» What you have to do
Count how many lines below contain the word "foxglove", and reply with only that number.

## Begin

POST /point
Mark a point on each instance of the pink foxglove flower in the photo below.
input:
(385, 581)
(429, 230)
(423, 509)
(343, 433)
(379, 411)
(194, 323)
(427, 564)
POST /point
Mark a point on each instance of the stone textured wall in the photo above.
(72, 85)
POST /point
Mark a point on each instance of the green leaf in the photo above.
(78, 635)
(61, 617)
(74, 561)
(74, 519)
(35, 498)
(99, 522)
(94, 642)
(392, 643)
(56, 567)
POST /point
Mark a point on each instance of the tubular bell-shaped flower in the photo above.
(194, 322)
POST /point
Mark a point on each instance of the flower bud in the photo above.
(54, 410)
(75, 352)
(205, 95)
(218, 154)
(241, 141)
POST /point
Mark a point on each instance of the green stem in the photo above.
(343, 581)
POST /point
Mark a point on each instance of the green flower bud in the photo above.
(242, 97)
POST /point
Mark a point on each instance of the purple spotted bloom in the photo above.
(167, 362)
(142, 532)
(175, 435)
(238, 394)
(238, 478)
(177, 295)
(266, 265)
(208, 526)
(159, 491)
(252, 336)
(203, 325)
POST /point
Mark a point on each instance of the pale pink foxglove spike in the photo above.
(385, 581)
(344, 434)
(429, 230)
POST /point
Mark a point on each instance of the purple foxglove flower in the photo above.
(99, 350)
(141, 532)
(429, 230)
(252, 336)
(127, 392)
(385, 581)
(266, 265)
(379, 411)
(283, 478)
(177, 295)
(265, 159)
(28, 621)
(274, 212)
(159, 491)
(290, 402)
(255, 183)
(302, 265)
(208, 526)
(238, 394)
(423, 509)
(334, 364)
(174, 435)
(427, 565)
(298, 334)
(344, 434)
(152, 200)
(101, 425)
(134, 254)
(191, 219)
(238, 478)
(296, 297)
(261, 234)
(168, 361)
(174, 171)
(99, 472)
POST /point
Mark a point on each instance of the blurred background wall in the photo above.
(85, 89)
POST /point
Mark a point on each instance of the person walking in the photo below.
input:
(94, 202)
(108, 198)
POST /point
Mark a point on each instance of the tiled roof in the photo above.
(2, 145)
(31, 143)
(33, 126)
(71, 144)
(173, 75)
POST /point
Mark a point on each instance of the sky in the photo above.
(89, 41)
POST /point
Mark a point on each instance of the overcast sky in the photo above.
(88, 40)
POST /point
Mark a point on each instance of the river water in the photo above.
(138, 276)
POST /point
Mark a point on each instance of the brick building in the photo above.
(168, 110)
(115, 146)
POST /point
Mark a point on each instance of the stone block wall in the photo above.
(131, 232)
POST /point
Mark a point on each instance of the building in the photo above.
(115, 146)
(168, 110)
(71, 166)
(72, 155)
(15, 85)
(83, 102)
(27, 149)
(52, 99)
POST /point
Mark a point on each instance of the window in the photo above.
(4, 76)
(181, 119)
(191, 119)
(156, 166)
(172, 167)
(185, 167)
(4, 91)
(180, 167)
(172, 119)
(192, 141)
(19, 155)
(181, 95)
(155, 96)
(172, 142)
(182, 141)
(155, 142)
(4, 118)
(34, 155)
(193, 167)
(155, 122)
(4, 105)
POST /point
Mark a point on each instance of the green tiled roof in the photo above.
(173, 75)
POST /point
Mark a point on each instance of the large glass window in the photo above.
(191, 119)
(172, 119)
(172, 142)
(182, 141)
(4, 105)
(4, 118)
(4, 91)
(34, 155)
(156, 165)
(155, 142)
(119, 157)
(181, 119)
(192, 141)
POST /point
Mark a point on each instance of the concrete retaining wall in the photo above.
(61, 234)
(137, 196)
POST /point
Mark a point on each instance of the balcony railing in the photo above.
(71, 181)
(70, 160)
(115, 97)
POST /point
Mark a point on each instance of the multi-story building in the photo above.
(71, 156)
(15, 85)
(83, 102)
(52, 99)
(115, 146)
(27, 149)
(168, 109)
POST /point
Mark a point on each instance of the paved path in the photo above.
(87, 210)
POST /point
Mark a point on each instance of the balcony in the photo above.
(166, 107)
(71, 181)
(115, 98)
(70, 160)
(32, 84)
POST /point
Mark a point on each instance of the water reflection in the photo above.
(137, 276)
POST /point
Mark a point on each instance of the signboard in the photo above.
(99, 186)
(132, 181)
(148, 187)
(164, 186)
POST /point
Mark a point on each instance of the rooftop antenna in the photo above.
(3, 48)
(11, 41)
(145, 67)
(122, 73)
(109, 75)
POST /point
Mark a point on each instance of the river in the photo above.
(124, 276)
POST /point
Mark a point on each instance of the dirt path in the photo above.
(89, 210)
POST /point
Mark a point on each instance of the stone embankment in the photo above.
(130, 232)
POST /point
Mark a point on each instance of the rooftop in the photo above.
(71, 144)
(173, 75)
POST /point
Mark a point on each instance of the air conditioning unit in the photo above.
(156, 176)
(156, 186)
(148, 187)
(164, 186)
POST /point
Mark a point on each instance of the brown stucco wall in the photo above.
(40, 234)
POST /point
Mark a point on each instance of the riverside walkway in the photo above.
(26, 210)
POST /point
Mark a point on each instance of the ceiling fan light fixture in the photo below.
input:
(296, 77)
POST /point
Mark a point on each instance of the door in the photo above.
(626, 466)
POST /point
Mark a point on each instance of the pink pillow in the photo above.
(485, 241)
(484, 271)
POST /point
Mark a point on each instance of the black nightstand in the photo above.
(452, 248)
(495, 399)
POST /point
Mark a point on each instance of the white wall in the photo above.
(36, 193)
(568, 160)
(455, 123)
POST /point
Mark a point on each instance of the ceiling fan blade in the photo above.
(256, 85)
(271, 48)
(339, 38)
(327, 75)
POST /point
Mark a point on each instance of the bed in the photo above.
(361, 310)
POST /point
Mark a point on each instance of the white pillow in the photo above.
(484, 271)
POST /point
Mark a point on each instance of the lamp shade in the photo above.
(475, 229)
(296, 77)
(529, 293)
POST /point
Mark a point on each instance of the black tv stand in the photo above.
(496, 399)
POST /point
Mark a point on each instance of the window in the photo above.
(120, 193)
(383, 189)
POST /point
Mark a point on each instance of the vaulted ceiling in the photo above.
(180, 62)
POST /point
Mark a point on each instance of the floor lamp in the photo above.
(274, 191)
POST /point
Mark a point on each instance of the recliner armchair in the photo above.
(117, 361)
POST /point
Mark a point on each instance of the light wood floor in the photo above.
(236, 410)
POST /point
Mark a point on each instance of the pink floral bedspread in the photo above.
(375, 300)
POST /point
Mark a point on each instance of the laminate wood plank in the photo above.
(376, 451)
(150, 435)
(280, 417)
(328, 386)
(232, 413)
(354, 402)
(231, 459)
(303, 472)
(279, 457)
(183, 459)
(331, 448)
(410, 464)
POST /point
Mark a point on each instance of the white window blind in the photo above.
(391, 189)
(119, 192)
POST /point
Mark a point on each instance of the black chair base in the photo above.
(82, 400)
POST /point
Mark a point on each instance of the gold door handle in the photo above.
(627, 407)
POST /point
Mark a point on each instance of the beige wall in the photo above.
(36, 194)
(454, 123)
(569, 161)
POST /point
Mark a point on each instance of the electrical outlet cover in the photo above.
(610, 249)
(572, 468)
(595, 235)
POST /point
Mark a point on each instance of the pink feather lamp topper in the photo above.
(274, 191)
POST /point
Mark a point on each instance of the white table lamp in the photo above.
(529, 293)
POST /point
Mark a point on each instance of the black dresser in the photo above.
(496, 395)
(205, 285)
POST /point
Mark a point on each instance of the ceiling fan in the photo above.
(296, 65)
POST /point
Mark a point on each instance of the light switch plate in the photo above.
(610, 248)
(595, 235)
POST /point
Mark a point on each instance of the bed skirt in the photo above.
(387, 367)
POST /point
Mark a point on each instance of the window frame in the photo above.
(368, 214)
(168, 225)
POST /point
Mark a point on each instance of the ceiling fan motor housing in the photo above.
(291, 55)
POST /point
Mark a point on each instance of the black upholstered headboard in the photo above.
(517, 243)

## End
## Begin

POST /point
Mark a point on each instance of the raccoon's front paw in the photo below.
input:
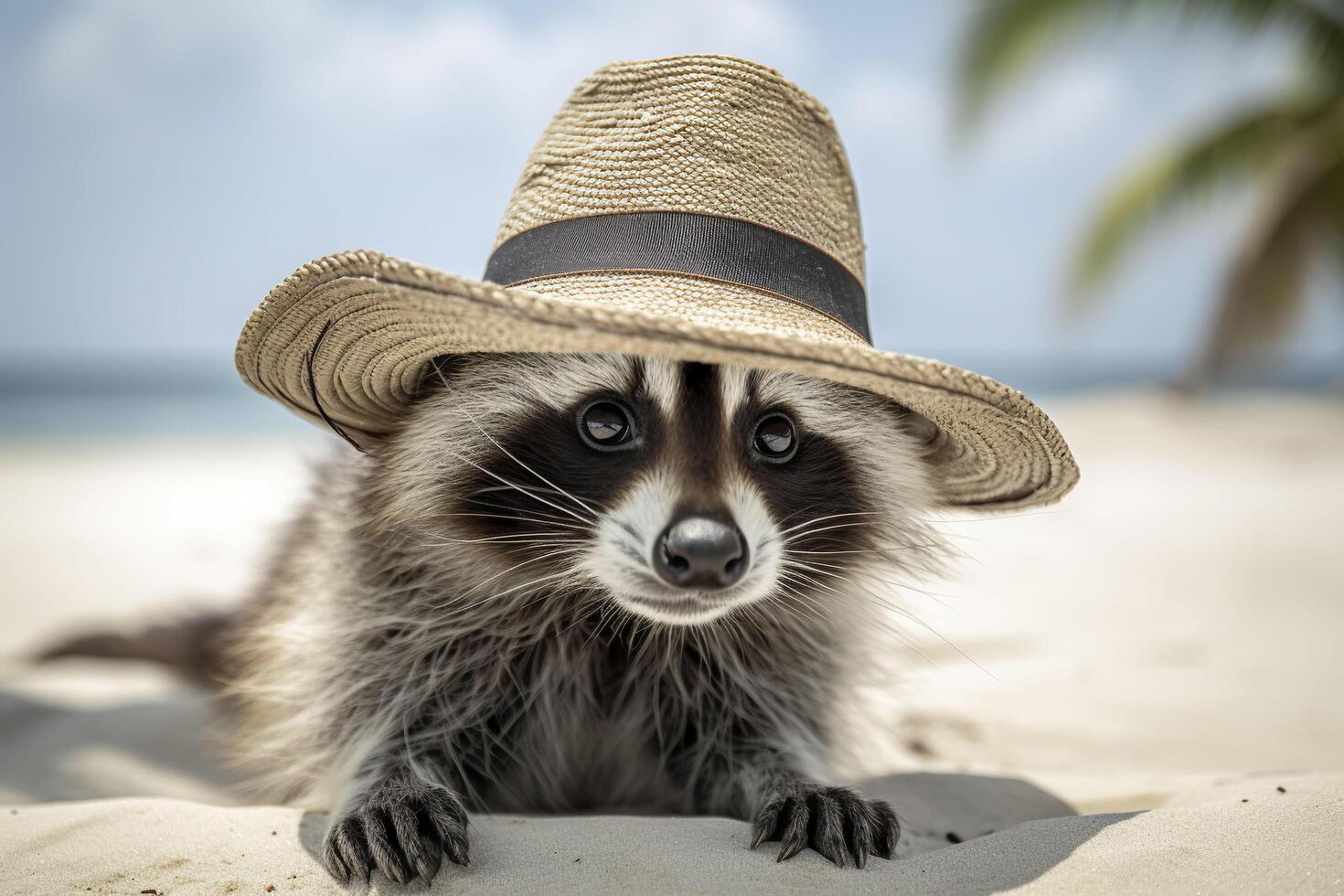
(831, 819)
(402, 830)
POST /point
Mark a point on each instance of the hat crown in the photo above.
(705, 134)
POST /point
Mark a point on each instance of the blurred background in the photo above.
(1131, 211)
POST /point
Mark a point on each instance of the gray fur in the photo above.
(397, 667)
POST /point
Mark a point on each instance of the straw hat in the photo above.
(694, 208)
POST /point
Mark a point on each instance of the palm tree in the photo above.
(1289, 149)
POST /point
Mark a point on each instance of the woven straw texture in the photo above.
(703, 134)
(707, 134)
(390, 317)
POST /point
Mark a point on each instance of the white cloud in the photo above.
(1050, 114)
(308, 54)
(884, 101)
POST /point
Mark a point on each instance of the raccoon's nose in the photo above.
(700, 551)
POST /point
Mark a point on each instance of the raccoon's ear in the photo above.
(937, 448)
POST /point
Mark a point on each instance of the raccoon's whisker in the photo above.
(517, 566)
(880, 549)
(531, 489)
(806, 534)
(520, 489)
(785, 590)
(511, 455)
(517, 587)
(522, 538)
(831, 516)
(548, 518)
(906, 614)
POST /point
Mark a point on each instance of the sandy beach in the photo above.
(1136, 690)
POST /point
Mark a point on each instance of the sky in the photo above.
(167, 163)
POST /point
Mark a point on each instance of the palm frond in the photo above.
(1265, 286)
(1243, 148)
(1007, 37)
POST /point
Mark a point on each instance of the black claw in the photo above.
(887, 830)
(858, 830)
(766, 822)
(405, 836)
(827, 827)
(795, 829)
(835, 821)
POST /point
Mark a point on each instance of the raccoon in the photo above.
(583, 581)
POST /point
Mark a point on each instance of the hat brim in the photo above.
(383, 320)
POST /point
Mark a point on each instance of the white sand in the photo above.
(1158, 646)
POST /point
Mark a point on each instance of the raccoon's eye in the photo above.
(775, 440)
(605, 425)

## End

» Task answer
3